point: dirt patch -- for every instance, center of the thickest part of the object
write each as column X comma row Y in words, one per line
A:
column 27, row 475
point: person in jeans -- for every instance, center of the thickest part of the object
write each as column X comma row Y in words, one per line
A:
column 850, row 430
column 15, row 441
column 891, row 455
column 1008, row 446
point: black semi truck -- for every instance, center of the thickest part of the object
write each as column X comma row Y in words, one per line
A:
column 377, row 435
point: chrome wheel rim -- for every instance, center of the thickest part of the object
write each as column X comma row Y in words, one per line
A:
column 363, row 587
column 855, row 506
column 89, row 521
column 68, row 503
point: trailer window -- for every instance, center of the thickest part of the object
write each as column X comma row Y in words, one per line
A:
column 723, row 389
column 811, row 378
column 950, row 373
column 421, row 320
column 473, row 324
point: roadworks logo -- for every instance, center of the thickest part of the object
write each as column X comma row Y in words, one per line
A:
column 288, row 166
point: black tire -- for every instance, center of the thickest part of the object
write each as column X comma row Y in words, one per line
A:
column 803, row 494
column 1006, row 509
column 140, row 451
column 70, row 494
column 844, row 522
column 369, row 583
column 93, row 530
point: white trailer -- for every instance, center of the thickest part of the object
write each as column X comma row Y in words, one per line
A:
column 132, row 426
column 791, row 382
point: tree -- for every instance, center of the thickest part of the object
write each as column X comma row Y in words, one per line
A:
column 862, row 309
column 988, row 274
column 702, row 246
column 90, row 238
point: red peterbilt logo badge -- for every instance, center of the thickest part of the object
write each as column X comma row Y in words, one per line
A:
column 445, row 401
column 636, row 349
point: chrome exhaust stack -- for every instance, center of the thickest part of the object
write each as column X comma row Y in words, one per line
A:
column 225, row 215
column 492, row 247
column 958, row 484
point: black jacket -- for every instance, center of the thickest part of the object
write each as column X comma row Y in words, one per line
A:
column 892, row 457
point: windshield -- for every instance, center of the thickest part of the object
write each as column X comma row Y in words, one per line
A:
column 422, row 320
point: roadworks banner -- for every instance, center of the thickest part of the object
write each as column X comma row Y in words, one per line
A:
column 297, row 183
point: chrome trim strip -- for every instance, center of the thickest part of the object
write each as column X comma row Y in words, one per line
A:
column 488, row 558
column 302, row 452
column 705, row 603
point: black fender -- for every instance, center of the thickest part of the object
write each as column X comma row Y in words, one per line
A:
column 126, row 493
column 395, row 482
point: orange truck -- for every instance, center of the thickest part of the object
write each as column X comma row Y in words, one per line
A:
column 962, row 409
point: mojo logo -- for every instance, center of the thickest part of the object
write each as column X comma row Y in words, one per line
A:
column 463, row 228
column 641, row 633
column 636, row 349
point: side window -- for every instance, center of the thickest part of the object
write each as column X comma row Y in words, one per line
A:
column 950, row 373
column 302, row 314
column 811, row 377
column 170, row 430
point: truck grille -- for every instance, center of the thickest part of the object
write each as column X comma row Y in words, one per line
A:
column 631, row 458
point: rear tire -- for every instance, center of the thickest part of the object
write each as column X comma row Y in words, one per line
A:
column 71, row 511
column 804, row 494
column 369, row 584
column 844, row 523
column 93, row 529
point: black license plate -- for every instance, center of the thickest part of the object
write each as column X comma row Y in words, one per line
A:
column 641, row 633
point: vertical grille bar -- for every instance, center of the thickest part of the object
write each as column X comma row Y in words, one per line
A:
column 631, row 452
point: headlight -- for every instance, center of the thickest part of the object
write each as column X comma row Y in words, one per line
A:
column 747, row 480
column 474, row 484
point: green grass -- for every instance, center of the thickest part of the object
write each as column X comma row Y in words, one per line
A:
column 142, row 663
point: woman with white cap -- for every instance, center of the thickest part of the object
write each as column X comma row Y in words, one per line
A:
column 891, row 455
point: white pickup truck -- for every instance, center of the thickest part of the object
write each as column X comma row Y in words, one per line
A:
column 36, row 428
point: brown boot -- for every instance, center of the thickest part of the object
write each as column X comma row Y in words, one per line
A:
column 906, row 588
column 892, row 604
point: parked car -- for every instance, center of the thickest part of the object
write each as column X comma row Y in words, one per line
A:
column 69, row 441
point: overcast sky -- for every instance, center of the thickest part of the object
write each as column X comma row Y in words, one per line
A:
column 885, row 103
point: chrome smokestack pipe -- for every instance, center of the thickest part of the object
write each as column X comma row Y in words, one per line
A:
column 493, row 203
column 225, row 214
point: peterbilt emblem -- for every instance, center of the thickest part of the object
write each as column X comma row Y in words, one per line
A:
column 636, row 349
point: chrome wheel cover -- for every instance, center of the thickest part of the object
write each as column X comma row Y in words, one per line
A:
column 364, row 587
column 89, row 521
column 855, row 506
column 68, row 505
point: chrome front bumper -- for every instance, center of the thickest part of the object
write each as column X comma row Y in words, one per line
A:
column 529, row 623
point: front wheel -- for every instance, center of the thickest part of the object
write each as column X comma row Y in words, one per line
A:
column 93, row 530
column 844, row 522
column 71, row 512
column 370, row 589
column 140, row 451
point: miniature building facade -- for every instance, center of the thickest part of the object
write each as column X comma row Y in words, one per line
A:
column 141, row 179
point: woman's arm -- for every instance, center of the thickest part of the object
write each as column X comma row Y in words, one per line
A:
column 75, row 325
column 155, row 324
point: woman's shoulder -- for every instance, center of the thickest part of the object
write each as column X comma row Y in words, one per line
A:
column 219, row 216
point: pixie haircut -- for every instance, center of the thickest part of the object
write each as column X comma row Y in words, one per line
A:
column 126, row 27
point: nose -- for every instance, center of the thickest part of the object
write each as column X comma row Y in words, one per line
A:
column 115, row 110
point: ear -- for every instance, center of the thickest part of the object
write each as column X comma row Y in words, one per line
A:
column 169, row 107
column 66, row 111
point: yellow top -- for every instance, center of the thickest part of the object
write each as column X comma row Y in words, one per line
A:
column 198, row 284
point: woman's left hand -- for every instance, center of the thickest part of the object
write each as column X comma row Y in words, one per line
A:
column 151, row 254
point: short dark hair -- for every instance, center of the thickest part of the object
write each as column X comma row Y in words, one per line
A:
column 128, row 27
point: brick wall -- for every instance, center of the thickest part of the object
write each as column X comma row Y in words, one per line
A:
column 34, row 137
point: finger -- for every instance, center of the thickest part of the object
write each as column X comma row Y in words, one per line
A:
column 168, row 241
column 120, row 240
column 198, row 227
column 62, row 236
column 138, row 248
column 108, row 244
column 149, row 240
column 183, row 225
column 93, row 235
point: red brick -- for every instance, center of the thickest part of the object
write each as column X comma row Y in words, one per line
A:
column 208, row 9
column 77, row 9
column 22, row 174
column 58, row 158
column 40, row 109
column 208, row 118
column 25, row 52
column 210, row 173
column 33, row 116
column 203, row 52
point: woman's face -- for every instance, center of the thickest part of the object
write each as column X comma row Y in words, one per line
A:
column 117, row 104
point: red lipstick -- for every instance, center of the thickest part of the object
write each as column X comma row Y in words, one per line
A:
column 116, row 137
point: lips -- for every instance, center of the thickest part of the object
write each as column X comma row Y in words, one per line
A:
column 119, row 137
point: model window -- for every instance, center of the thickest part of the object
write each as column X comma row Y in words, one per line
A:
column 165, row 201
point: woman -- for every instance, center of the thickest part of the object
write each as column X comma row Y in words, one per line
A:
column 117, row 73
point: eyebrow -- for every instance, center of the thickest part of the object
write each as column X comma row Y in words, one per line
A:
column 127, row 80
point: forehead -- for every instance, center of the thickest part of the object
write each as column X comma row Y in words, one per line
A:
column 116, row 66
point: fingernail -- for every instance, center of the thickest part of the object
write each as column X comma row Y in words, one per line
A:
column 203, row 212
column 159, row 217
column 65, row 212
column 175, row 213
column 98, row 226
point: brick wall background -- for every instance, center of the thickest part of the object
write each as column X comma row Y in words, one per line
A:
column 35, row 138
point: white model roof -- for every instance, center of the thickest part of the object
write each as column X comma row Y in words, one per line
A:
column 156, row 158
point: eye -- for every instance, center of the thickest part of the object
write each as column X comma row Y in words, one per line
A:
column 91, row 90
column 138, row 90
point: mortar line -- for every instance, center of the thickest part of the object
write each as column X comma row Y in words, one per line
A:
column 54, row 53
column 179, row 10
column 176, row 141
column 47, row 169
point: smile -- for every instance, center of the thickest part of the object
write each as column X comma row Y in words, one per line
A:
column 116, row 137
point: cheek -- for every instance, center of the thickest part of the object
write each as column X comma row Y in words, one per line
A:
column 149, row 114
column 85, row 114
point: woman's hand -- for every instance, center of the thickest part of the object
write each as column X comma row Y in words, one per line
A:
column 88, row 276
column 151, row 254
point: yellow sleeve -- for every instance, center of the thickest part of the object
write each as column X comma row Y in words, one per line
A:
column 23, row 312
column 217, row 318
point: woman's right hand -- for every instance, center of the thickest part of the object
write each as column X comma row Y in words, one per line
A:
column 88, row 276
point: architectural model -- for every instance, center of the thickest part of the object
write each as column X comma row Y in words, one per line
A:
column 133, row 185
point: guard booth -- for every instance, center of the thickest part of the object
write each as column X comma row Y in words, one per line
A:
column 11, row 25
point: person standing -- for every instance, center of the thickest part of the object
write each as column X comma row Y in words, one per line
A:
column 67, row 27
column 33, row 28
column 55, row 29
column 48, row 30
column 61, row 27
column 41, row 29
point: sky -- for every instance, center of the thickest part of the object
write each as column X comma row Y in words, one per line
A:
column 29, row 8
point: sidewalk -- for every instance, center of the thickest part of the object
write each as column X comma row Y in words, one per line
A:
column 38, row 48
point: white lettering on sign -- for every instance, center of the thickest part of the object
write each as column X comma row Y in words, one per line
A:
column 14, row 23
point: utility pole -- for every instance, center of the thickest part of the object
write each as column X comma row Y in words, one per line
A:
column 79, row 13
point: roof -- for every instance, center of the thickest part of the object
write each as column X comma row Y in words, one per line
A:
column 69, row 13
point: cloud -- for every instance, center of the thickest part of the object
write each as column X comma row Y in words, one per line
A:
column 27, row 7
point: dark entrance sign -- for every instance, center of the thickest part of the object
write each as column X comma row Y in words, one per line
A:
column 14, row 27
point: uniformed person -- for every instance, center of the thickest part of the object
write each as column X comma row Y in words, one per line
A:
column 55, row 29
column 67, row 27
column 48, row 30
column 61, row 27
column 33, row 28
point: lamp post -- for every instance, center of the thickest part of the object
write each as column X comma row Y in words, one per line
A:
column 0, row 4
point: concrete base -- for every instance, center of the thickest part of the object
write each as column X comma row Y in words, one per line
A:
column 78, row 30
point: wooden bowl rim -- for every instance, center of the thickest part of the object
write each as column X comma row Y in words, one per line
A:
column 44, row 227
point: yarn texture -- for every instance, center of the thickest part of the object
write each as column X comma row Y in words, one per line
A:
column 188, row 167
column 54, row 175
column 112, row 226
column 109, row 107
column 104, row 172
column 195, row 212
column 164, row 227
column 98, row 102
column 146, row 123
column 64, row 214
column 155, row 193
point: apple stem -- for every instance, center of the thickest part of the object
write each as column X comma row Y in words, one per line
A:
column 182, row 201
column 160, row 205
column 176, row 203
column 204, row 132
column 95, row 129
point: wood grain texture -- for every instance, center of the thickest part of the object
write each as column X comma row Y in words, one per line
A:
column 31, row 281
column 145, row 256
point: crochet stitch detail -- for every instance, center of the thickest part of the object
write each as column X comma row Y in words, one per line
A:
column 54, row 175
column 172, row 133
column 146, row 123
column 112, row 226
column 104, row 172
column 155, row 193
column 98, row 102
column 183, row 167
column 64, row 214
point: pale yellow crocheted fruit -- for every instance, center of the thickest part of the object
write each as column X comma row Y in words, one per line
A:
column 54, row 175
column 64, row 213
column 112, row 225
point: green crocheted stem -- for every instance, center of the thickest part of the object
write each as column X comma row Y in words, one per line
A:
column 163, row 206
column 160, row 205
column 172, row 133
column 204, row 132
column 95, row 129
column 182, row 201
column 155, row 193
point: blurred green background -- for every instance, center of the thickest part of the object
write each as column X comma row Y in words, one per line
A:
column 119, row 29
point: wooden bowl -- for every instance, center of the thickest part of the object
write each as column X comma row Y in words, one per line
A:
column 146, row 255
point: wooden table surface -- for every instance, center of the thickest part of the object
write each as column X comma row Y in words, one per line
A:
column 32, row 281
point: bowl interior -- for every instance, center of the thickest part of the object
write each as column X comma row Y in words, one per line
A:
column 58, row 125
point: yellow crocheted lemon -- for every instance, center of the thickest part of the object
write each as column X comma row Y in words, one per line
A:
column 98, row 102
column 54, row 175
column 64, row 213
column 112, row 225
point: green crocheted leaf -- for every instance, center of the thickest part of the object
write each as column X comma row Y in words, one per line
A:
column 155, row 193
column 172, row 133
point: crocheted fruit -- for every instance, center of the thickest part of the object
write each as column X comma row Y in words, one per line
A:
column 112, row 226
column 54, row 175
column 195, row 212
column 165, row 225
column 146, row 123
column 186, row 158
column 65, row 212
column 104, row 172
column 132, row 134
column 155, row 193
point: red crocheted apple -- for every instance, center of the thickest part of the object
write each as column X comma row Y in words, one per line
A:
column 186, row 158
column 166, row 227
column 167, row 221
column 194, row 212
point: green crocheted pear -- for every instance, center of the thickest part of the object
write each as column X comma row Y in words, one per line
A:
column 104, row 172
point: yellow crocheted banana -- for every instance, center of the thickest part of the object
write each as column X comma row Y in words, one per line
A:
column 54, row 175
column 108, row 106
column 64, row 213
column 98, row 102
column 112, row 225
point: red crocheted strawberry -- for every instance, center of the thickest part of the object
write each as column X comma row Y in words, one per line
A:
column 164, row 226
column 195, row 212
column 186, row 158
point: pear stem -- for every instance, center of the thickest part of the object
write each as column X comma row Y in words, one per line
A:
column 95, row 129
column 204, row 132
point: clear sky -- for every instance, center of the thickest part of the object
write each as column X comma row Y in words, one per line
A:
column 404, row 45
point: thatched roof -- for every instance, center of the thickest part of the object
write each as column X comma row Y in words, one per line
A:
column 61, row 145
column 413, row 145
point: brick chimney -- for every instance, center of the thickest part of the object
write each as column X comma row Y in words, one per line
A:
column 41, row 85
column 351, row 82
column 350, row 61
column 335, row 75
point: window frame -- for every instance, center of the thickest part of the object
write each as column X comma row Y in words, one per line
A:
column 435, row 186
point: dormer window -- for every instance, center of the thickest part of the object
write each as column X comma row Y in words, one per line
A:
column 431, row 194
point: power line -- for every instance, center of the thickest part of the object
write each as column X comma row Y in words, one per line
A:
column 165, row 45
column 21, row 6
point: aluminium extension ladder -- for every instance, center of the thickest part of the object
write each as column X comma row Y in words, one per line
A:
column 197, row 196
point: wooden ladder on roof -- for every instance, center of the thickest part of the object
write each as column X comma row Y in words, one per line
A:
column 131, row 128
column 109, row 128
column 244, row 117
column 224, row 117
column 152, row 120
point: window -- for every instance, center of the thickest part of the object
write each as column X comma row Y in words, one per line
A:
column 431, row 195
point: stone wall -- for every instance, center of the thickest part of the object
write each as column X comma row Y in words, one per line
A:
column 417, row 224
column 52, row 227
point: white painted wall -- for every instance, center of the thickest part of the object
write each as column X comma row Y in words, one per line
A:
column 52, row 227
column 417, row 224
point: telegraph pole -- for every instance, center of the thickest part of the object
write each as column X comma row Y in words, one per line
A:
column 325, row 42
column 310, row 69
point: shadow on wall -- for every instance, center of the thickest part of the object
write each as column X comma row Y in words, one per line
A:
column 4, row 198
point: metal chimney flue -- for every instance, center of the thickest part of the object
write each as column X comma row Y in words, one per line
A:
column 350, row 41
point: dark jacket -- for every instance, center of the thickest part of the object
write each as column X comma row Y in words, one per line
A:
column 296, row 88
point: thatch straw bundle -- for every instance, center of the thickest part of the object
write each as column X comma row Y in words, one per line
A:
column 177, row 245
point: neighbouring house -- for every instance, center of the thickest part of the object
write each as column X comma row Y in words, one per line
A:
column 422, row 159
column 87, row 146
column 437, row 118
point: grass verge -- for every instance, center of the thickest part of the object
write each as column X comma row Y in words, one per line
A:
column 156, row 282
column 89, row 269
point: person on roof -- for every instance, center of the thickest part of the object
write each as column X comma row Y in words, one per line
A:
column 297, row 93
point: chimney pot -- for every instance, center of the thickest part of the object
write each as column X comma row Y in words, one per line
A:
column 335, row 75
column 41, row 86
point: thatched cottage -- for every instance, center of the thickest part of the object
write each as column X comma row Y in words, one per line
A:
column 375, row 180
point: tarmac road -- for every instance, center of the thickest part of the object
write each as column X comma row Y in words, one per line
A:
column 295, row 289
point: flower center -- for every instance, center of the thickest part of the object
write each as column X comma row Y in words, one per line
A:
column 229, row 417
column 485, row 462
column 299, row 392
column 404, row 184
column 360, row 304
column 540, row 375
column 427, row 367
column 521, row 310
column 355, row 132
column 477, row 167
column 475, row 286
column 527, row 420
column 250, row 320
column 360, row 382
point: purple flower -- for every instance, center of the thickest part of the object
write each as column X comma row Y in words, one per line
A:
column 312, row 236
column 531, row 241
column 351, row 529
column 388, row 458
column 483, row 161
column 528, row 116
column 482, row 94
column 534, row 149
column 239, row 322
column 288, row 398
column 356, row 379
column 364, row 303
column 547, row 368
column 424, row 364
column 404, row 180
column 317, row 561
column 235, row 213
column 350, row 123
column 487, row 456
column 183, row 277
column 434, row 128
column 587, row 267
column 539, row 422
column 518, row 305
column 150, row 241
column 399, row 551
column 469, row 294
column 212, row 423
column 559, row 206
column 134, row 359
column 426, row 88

+ + + + +

#### The task:
Edit the stretch from the start of the material through the line containing "column 377, row 435" so that every "thickest part" becomes "widest part", and reproduce those lines with nothing else altered.

#### Result for this exercise:
point: dirt patch -- for every instance, center of the widest part of the object
write each as column X comma row Y in words, one per line
A:
column 27, row 475
point: person in jeans -- for every instance, center of the widest part of the object
write each as column X comma row Y in words, one per line
A:
column 850, row 430
column 15, row 441
column 891, row 455
column 1008, row 446
point: black semi truck -- for every instance, center of the widest part of the object
write each as column X comma row Y in words, one per line
A:
column 377, row 435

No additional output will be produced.